> The problem
Count the lines in the records below that contain the word "wall", and give only that number.

begin Entries supplied

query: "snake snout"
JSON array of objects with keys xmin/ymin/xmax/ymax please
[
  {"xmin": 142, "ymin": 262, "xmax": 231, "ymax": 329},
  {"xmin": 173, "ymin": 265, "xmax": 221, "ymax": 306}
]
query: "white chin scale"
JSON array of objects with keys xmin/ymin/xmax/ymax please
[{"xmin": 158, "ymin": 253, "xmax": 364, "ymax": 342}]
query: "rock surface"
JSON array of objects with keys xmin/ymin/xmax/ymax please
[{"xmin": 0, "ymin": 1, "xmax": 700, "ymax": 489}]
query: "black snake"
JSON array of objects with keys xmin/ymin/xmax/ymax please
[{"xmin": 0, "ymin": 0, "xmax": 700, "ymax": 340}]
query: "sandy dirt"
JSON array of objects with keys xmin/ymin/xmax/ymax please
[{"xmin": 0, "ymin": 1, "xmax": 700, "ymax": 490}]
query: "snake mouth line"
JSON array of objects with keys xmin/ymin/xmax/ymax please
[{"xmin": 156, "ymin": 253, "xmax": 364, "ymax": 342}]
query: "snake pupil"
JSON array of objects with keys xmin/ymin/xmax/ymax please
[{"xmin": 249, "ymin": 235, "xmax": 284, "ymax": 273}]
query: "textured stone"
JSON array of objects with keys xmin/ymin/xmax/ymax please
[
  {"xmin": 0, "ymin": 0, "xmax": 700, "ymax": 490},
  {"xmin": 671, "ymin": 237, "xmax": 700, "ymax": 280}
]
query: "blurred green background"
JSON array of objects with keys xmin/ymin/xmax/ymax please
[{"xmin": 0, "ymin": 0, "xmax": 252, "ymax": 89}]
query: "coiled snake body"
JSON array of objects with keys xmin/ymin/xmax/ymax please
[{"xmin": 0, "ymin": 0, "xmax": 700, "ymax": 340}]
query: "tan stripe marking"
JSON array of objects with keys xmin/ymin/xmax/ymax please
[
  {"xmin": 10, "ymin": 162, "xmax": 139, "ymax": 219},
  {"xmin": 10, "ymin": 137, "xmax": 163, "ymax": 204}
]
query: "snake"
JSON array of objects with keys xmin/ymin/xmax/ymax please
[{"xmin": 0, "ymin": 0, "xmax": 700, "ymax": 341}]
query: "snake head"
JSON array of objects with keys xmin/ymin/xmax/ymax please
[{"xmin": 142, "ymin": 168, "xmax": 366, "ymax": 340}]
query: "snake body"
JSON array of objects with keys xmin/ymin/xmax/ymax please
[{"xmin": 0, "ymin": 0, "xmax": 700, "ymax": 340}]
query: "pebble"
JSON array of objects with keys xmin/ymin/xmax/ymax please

end Entries supplied
begin Entries supplied

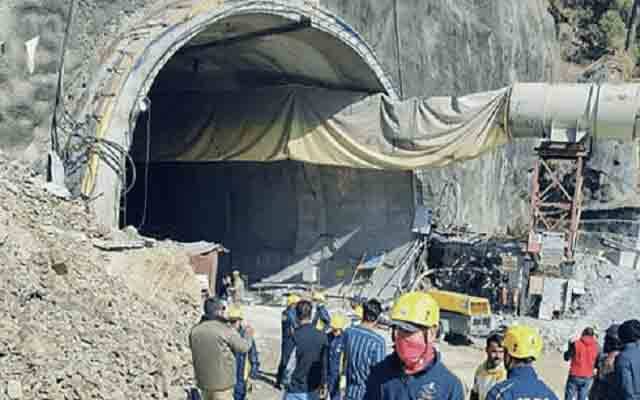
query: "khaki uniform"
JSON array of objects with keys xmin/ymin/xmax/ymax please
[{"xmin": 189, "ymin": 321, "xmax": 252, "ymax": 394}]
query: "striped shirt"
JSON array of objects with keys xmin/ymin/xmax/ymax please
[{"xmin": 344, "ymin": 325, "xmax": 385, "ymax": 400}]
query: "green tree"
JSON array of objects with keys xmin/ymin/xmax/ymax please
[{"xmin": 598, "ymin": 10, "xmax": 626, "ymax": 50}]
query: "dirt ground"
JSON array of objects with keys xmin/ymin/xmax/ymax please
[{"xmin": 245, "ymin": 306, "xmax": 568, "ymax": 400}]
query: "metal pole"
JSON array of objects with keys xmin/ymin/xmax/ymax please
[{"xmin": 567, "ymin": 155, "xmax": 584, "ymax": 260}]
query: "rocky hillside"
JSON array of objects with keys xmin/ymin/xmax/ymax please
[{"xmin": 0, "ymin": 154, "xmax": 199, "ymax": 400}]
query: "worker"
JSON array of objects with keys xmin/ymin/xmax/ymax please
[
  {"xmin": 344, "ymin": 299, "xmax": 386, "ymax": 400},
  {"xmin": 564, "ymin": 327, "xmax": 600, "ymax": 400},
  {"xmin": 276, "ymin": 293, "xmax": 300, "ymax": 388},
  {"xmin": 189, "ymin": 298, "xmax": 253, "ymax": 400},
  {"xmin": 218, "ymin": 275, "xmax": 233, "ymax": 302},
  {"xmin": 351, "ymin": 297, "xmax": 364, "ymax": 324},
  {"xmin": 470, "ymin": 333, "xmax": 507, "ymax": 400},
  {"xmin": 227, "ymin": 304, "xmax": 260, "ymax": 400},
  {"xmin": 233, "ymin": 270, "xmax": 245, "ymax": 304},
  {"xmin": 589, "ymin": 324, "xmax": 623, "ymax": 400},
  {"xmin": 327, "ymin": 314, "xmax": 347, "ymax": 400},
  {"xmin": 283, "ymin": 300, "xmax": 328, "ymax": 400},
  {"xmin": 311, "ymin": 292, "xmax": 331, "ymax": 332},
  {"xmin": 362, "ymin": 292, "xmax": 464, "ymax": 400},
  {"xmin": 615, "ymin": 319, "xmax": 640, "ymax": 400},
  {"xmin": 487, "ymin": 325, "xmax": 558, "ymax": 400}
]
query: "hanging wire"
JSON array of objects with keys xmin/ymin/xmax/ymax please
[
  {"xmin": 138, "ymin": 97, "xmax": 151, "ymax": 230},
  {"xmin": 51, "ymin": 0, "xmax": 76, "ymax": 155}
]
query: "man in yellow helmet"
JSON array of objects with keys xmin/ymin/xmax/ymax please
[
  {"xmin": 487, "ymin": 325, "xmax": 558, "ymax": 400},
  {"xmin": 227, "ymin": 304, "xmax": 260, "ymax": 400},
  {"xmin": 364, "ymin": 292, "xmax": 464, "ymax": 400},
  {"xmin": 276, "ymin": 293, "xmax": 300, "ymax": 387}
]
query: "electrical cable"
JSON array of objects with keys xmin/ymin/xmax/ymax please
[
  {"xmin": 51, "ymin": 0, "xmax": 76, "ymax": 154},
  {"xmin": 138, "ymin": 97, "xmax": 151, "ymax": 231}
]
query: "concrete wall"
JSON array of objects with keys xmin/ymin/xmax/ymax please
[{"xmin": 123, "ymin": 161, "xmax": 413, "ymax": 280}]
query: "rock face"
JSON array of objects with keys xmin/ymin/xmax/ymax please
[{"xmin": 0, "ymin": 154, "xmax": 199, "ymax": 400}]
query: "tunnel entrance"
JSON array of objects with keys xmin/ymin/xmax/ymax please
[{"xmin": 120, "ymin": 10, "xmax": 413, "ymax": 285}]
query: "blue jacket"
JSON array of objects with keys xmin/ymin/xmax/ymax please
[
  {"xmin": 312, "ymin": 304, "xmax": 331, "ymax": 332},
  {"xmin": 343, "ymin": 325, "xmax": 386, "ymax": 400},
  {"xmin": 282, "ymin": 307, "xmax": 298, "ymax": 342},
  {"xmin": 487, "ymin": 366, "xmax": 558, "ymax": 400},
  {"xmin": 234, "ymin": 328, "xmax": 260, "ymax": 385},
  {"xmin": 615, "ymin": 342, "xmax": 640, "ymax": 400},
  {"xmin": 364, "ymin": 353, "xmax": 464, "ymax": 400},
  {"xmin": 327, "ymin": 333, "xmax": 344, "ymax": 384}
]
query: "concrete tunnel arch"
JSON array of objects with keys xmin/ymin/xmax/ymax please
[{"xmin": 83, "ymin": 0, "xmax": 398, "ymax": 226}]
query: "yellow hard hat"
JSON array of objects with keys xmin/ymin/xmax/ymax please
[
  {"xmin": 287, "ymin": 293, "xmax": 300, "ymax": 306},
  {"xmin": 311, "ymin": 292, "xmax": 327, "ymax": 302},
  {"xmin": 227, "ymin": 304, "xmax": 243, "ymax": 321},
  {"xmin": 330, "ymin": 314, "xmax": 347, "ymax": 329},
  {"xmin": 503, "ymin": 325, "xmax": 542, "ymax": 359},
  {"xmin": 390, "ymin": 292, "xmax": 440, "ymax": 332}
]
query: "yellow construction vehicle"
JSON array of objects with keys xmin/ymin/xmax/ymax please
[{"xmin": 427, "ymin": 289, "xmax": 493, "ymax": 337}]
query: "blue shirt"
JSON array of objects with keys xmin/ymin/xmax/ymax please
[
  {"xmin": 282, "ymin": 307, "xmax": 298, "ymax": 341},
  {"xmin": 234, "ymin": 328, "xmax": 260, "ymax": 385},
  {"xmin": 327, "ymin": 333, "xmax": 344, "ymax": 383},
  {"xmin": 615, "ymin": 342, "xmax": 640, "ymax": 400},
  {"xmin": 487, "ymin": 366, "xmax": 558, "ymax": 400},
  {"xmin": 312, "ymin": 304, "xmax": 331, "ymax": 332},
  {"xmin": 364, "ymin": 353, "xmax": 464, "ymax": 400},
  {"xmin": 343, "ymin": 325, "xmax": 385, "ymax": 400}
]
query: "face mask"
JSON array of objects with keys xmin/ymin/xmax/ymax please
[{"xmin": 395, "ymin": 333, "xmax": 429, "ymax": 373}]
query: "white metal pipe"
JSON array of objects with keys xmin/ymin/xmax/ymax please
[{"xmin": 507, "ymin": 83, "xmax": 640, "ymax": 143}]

end Entries supplied
begin Entries supplied

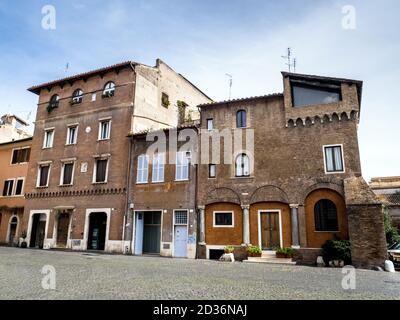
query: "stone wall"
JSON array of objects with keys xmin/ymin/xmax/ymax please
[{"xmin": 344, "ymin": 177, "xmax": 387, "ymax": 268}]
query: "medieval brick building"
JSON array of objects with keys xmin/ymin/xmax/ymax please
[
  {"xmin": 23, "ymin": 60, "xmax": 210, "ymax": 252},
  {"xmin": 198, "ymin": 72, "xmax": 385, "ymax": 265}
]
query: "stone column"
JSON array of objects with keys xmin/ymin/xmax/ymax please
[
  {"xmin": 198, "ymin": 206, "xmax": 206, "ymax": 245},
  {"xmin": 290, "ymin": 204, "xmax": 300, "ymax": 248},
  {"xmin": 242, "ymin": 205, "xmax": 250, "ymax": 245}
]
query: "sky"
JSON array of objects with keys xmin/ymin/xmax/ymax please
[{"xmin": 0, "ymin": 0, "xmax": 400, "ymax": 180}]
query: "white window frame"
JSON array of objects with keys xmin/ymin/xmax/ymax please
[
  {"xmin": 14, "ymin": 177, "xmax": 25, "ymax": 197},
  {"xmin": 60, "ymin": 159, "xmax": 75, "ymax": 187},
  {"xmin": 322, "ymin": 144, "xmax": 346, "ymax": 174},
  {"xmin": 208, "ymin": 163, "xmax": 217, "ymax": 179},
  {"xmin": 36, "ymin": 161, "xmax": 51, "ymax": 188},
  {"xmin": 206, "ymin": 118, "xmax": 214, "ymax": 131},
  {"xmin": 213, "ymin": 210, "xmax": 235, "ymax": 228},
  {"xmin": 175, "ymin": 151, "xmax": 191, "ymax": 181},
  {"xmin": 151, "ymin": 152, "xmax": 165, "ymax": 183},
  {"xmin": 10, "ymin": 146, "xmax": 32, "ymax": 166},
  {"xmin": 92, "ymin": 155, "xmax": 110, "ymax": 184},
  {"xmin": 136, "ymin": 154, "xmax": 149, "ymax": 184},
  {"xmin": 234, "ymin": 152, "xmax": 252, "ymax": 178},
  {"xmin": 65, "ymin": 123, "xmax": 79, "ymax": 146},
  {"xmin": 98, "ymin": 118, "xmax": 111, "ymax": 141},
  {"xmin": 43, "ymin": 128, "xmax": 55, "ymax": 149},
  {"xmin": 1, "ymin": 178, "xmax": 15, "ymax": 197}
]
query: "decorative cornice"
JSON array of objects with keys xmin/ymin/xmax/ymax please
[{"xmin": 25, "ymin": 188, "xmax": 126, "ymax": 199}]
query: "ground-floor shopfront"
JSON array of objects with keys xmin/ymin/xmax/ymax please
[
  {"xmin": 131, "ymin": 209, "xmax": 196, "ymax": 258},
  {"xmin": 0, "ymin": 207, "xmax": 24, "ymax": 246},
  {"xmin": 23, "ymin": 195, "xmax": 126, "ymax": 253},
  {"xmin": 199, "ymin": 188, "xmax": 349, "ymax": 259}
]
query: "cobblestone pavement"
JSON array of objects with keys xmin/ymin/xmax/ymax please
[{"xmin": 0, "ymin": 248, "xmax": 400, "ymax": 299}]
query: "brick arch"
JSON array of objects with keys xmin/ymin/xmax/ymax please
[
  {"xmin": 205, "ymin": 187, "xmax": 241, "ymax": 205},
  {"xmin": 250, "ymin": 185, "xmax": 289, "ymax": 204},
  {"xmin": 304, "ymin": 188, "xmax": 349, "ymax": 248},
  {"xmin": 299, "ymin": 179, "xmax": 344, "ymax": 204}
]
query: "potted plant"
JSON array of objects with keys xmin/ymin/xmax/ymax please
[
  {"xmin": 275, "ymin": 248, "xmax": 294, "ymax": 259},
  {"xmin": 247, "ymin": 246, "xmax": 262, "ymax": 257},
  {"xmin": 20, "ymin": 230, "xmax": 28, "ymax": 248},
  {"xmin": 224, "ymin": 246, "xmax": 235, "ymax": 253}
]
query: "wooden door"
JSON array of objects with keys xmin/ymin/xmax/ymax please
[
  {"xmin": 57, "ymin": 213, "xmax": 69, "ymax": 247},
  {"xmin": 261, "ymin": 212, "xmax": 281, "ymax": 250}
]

end Entries supplied

> Solution below
2